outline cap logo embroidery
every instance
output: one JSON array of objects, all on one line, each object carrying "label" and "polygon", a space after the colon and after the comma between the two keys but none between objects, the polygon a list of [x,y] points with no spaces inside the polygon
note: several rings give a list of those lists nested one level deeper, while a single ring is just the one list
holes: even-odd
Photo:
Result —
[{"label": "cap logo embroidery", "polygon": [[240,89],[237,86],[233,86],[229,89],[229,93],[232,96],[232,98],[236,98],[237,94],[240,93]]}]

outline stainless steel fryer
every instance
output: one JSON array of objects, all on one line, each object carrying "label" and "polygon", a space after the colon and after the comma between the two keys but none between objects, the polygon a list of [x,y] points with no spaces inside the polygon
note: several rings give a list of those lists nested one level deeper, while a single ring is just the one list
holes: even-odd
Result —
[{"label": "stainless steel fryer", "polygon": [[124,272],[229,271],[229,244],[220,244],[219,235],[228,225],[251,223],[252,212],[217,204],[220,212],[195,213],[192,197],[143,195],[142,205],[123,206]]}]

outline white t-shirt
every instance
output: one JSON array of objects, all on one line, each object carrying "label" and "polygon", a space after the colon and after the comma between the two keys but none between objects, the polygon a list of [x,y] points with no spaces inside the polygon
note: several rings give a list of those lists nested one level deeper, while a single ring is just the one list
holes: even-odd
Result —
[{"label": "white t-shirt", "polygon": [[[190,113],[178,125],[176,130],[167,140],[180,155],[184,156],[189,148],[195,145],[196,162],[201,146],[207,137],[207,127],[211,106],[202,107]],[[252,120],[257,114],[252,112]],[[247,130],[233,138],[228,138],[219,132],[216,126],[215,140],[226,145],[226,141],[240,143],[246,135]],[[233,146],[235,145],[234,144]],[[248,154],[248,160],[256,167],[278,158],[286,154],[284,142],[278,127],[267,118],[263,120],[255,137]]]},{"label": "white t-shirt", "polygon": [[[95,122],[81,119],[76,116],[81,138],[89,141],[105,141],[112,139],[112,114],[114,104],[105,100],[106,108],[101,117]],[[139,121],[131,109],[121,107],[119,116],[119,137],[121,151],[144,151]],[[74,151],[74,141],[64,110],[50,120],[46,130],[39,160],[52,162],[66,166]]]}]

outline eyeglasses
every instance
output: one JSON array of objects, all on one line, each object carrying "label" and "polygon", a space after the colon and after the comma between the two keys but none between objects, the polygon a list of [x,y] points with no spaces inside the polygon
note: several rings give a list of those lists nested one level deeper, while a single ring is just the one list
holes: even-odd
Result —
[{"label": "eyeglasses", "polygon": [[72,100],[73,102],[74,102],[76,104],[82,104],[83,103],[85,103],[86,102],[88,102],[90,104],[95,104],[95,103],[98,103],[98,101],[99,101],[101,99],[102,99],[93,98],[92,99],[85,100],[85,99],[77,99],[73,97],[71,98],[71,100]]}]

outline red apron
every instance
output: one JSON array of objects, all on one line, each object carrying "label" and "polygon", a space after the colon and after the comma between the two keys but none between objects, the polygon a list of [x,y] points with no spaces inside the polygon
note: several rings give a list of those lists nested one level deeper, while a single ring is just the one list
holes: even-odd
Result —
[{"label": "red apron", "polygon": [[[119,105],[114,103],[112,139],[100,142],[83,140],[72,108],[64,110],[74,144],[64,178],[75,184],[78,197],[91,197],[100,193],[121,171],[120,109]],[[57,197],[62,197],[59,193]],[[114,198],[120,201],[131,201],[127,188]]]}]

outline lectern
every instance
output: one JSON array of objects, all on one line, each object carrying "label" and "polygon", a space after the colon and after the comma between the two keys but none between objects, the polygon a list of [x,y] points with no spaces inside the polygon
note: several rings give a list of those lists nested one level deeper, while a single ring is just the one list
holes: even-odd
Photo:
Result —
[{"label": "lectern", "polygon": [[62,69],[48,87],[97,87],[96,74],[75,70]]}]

▬▬▬▬▬▬

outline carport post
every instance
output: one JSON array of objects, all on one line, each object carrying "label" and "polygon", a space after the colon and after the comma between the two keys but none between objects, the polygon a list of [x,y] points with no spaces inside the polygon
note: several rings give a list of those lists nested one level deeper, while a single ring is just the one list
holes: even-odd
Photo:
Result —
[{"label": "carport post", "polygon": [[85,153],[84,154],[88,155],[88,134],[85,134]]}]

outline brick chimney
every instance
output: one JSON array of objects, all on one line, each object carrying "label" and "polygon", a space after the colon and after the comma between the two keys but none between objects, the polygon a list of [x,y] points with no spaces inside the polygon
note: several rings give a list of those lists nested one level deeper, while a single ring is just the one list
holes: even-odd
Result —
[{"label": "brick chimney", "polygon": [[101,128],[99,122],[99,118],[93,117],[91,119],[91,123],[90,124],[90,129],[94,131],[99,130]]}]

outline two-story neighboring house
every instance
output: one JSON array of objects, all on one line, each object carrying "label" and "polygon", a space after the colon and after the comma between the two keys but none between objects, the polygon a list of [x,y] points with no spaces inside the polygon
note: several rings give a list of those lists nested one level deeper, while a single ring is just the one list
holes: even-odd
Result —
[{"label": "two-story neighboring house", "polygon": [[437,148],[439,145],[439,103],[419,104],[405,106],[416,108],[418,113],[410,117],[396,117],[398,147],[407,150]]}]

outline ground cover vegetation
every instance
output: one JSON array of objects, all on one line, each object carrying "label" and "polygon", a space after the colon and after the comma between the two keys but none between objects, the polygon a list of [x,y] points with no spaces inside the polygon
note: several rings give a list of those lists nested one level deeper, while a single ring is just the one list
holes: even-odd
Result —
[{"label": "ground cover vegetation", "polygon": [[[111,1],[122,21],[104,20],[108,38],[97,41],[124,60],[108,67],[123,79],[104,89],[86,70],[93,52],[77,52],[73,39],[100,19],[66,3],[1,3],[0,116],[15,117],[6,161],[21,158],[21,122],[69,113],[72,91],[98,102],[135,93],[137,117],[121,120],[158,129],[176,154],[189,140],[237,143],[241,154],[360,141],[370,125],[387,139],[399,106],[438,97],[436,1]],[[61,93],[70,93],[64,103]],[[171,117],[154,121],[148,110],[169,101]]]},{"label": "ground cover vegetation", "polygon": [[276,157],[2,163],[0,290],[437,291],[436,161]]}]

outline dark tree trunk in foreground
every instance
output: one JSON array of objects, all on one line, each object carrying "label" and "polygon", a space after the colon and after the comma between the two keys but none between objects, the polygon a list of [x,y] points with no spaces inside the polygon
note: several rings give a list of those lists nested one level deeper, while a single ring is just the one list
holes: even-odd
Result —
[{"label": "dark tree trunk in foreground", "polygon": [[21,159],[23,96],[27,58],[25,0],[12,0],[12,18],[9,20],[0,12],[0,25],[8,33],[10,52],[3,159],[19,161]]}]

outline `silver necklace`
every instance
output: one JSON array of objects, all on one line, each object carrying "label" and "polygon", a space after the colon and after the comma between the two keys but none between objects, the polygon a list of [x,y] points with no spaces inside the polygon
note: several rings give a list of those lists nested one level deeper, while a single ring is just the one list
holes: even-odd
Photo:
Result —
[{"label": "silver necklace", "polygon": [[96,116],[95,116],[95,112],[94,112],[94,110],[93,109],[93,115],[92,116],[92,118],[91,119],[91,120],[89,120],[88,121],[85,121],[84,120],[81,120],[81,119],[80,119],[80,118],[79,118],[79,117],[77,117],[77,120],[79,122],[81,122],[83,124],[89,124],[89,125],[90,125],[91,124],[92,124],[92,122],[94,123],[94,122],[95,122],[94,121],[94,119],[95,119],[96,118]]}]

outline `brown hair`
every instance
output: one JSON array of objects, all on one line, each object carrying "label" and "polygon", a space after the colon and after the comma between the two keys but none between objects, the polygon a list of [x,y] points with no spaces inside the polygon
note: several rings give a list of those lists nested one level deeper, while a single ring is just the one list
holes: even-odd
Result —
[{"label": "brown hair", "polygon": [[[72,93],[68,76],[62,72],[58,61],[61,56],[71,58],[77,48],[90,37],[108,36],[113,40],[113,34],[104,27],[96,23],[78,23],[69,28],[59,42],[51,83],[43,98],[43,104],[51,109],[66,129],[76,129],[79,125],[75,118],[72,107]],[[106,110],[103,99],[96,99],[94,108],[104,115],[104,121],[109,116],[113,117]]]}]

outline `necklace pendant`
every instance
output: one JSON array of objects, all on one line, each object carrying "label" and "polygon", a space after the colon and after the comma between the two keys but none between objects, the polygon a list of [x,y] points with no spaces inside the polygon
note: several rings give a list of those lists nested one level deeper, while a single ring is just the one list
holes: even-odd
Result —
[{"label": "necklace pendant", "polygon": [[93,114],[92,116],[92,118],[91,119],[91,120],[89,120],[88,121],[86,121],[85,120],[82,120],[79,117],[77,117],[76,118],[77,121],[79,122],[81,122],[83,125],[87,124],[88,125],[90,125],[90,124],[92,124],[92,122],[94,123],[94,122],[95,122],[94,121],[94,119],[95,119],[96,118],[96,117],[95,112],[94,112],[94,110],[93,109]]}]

▬▬▬▬▬▬

**Your task**
Copy out every line of the listing above that contains the word "necklace".

**Result of the exercise**
outline `silver necklace`
[{"label": "silver necklace", "polygon": [[96,116],[95,116],[95,112],[94,112],[94,110],[93,109],[93,115],[92,116],[92,118],[91,119],[91,120],[89,120],[88,121],[85,121],[84,120],[81,120],[81,119],[80,119],[80,118],[79,118],[79,117],[77,117],[77,120],[79,122],[81,122],[83,124],[89,124],[89,125],[90,125],[91,124],[92,124],[92,122],[94,123],[94,122],[95,122],[94,121],[94,119],[95,119],[96,118]]}]
outline `necklace pendant`
[{"label": "necklace pendant", "polygon": [[93,114],[92,116],[92,118],[91,119],[91,120],[89,120],[88,121],[86,121],[85,120],[82,120],[79,117],[77,117],[76,118],[77,121],[79,122],[81,122],[83,125],[87,124],[88,125],[90,125],[90,124],[92,124],[92,122],[94,123],[94,122],[95,122],[94,121],[94,119],[95,119],[96,118],[96,117],[95,112],[94,112],[94,110],[93,109]]}]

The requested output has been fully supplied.